-- Aufgabe 1 --
Was hielt der Engel des Herrn laut dem Text über Bileam in der Hand, als die Eselin ihn auf dem Weg stehen sah?
-- Aufgabe 2 --
Führen Sie bitte den Text über Bileam und seine Eselin nach seinem letzten Satz weiter.

-- Vorliegender Text --
########

Dieser König der Moabiter hatte offenbar solche Angst vor den durchziehenden Israeliten, dass er sie durch Bileam wirkungsvoll verfluchen lassen wollte. Der Gott Israels war natürlich gegen eine Verfluchung seines Volkes und wollte Bileam hindern. Wie er ihn genau aufhalten wollte, hören wir nun aus dem 4. Buch Mose, Kapitel 22:
4. Mose 22, 21-35
Da stand Bileam am Morgen auf und sattelte seine Eselin und zog mit den Fürsten der Moabiter.
Aber der Zorn Gottes entbrannte darüber, dass er hinzog [um Israel zu verfluchen]. Und der Engel des Herrn trat in den Weg, um ihm zu widerstehen. Er aber ritt auf seiner Eselin, und zwei Knechte waren mit ihm.
Und die Eselin sah den Engel des Herrn auf dem Wege stehen mit einem bloßen Schwert in seiner Hand. Und die Eselin wich vom Weg ab und ging auf dem Felde; Bileam aber schlug sie, um sie wieder auf den Weg zu bringen.
Da trat der Engel des Herrn auf den Pfad zwischen den Weinbergen, wo auf beiden Seiten Mauern waren.
Und als die Eselin den Engel des Herrn sah, drängte sie sich an die Mauer und klemmte Bileam den Fuß ein an der Mauer, und er schlug sie noch mehr.
Da ging der Engel des Herrn weiter und trat an eine enge Stelle, wo kein Platz mehr war auszuweichen, weder zur Rechten noch zur Linken.
Und als die Eselin den Engel des Herrn sah, fiel sie auf die Knie unter Bileam. Da entbrannte der Zorn Bileams, und er schlug die Eselin mit dem Stecken.

########

-- Vorliegendes Material --
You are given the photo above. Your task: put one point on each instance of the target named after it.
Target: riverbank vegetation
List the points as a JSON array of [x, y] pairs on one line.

########

-- Antwort 1 --
Ein bloßes Schwert.

-- Antwort 2 --
Da tat der Herr der Eselin den Mund auf, und sie sprach zu Bileam: Was hab ich dir getan, dass du mich nun dreimal geschlagen hast?
Bileam sprach zur Eselin: Weil du Mutwillen mit mir treibst!
Ach dass ich jetzt ein Schwert in der Hand hätte, ich wollte dich töten!
Die Eselin sprach zu Bileam: Bin ich nicht deine Eselin, auf der du geritten bist von jeher bis auf diesen Tag? War es je meine Art, es so mit dir zu treiben? Er sprach: Nein.
Da öffnete der Herr dem Bileam die Augen, dass er den Engel des Herrn auf dem Wege stehen sah mit einem bloßen Schwert in seiner Hand, und er neigte sich und fiel nieder auf sein Angesicht.
Und der Engel des Herrn sprach zu ihm:
Warum hast du deine Eselin nun dreimal geschlagen? Siehe, ich habe mich aufgemacht, um dir zu widerstehen; denn der Weg vor mir führt ins Verderben.
Und die Eselin hat mich gesehen und ist mir dreimal ausgewichen. Wäre sie mir nicht ausgewichen, wollte ich dich jetzt töten, die Eselin aber am Leben lassen.
Da sprach Bileam zu dem Engel des Herrn:
Ich habe gesündigt; ich hab’s ja nicht gewusst, dass du mir entgegenstandest auf dem Wege. Und nun, wenn dir’s nicht gefällt, will ich wieder umkehren.
Liebe Gemeinde,
wir lernen aus dieser uralten Geschichte nicht nur etwas über die Engel, sondern zuerst über die Tiere.
Denn die eigentliche Heldin der Geschichte ist die Eselin Bileams.
Wir sollten die Geschichte mit der sprechenden Eselin auch nicht allzu schnell ins Reich der Märchen verbannen, sondern die Weisheit dieser Episode ernstnehmen.
Die Person eines Gottesmannes mit Namen Bileam ist übrigens durch archäologische Zeugnisse auch außerhalb der Bibel bezeugt. Es handelt sich also um mehr als um ein erbauliches Märchen.
Bileam ist auf falschem Weg unterwegs. Er merkt nichts davon.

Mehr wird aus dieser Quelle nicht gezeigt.